# fatwood from rdnkmedic



## phinds (Aug 19, 2013)

After some discussion of fatwood in anther thread, Kevin kindly sent me some pieces. Here's what I put on the site with them, and a couple of pics. They are in the "pine, heart" page and have bigger enlargements there ( http://hobbithouseinc.com/personal/woodpics/pine,%20heart.htm )

There was a discussion about "fatwood" on the WoodBarter forum and as I had not heard the term before, several of the guys pitched in to help cure my ignorance (well, in this case, anyway. I've still got plenty left). Fatwood is a term for any pine that is so saturated with resin that it burns like crazy. Splinters of the stuff are used as kindling because it burns like a candle. 

Although fatwood CAN be any pine (that is saturated with resin), it is often from heart pine, and there are also a whole group of at least 8 different pine species that have the common name "resin pine" and that can qualify as fatwood. None of the woods that CAN be fatwood, necessarily ARE fatwood; it's a matter of the resin content. 

Kevin Harralson generously contributed the following pieces of fatwood. I don't know that they are heart pine, but since (1) fatwood can be ANY pine, really, and (2) heart pine is one of the fairly common species that can be fatwood, I've put it here. Actually, I'm also just being lazy because Kevin also contributed some heart pine pieces and I figured I'd just put this fatwood here on the same page as those. 

These pieces are so impregnated with resin that they felt sticky to the touch after I sanded them, and they clogged up the sanding belt something fierce, so I only sanded them with 60 grit and then 100 grit. These pieces were cut out from some larger pieces that had a lot of weathered rough ends and edges and looked like they were salvaged from Kevin's burn box. They prorated out to 67lbs/cuft, which for pine is just amazing. 

[attachment=29593]

[attachment=29594]


----------



## rdnkmedic (Aug 19, 2013)

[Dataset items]
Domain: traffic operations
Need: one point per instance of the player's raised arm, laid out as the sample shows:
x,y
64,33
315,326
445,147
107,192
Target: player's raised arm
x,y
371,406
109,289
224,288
* * *
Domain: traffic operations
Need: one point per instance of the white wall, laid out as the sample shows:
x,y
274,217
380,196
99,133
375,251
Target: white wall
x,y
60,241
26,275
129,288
--
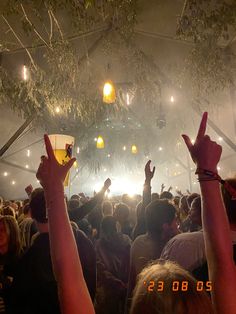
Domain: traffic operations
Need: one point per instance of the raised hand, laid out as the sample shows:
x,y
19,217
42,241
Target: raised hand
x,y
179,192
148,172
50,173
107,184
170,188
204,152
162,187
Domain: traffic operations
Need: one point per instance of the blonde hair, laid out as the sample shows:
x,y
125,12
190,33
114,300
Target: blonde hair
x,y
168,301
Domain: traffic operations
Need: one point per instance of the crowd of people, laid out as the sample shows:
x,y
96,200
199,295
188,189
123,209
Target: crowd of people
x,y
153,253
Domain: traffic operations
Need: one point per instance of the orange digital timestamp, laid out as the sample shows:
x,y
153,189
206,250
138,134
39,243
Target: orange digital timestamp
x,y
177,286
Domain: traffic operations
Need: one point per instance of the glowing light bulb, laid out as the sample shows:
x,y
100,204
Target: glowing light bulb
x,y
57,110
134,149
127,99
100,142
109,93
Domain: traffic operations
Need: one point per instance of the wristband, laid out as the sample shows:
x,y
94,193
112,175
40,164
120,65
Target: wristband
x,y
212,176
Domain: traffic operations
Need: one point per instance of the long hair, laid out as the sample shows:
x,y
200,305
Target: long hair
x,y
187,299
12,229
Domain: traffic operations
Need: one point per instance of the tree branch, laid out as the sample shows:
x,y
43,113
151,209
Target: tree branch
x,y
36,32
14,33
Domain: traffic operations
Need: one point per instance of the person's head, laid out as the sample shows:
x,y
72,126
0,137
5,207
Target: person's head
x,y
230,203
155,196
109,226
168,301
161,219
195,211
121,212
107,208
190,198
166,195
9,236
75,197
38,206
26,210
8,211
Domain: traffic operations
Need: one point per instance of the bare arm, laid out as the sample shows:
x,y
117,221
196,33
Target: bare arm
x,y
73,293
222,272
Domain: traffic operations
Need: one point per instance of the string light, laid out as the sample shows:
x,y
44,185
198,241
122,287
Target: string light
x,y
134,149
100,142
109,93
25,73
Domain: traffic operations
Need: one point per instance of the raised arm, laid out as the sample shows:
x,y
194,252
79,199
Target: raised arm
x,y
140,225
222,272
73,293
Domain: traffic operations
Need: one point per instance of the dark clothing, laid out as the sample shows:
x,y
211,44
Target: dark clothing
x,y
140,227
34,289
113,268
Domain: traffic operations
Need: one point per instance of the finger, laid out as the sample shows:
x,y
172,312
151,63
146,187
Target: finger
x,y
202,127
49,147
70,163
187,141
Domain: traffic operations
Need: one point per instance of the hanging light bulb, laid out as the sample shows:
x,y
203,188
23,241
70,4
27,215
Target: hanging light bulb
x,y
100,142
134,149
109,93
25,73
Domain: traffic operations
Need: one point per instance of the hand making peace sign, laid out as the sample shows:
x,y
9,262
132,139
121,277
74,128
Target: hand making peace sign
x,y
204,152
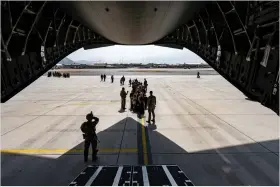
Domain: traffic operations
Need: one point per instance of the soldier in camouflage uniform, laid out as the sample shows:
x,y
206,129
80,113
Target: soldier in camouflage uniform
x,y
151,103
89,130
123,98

__Instructions__:
(1) Update the fatwood thread between "These pieces are" and "rdnkmedic (Aug 19, 2013)", inclusive, so that "sanding disc" takes the place of "sanding belt".
(2) Summarize the fatwood thread in two sentences.

__Per-task outputs__:
(1)
These pieces are so impregnated with resin that they felt sticky to the touch after I sanded them, and they clogged up the sanding disc something fierce, so I only sanded them with 60 grit and then 100 grit. These pieces were cut out from some larger pieces that had a lot of weathered rough ends and edges and looked like they were salvaged from Kevin's burn box. They prorated out to 67lbs/cuft, which for pine is just amazing. 

[attachment=29593]

[attachment=29594]


----------



## rdnkmedic (Aug 19, 2013)

(2) Fatwood is any pine so saturated with resin that it burns like a candle, and it often comes from heart pine or from the species commonly called resin pine. Kevin Harralson contributed fatwood pieces so resinous that they clogged the sanding belt and prorated out to 67 lbs/cuft, and phinds placed them on the heart pine page of the site.